Segment Open

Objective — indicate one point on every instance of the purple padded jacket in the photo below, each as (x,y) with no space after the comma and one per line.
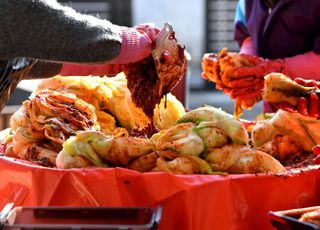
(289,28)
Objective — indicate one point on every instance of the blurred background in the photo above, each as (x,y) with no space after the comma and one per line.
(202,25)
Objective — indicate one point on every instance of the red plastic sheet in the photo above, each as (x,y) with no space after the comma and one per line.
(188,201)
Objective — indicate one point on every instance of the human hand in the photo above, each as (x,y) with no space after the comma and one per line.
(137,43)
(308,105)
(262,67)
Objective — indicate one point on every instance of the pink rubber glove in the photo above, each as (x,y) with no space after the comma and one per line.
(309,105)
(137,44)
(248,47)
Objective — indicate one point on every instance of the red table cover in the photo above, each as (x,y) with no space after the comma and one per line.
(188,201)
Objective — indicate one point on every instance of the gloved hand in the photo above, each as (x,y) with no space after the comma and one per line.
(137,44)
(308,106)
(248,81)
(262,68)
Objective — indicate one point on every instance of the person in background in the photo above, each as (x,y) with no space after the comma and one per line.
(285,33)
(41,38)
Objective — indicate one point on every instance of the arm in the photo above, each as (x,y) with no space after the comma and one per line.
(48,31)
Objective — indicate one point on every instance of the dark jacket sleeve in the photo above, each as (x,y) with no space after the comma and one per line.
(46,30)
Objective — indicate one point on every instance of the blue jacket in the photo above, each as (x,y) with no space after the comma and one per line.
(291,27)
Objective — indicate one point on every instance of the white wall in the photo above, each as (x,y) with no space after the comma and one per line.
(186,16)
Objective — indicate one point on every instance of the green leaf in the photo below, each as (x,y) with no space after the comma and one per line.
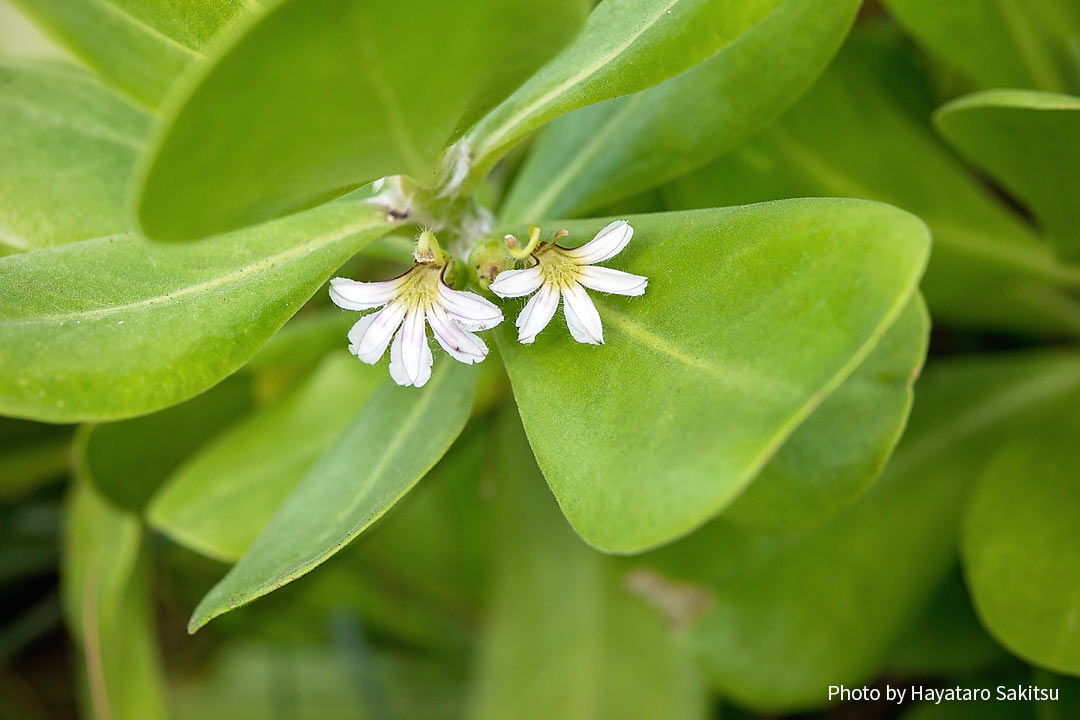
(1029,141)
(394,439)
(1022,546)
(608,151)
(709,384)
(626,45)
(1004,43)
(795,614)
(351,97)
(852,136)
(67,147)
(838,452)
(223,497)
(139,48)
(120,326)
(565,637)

Segment Closed

Problem requirements = Give an exact copy of the material, leaving out every picture.

Solution to the exercise =
Objective — indicate one point on every instance of the purple padded jacket in the photo below, each as (x,y) with no space after the comma and one per line.
(289,28)
Objective — indicate one point on every instance of the blurred background in the photo above, each as (x,y) with no space after the comma and one per line.
(202,25)
Objective — indicate one point on every instance of the red plastic sheet in the photo above, each as (x,y) with no space after the comma and one per line.
(188,201)
Objective — indicate one point on every instance of the human hand in the photo above, each as (x,y) with no space after the comma and one per line.
(137,43)
(308,105)
(262,67)
Objective — indicate one point on every instance of the pink rubber glove in the photo above, each as (x,y) with no space after the comma and one per line.
(309,105)
(137,44)
(248,47)
Objective — indicate one point on every instance of the red table cover in the photo above, each as (x,y) with no space after the comma and one per line.
(188,201)
Objective — indicate one point on every instance of the gloved hand in the photo above, each as (x,y) with no space after the comma and one per line.
(137,44)
(308,106)
(248,81)
(262,68)
Objective — indicate one point on every instance of the person in background in the photo above, each as (x,y) with no space after the comma and one per line.
(285,33)
(41,38)
Objective — indicate one point on every instance of the arm in the photo above, each as (x,y) with no space after the comma and one per line.
(48,31)
Objective — indicate one point on every instance of the dark jacket sleeve in the photo above, each as (x,y) with no space after the comma and one per line.
(46,30)
Objective — indicate one point on every instance of the blue jacket in the photo above, each as (x,y) with no space after the comma and one per line.
(291,27)
Objective — indicate one point on every instance of the white wall in the photo above, each as (x,y) with no space after the comma and one per line.
(186,16)
Objective — indicate one point on every instance of the green leaf in the photo below, each as (x,y) with no space after the comma and one per line.
(1029,141)
(394,439)
(1022,546)
(608,151)
(709,384)
(626,45)
(1004,43)
(795,614)
(351,97)
(852,136)
(67,147)
(838,452)
(223,497)
(139,48)
(120,326)
(565,637)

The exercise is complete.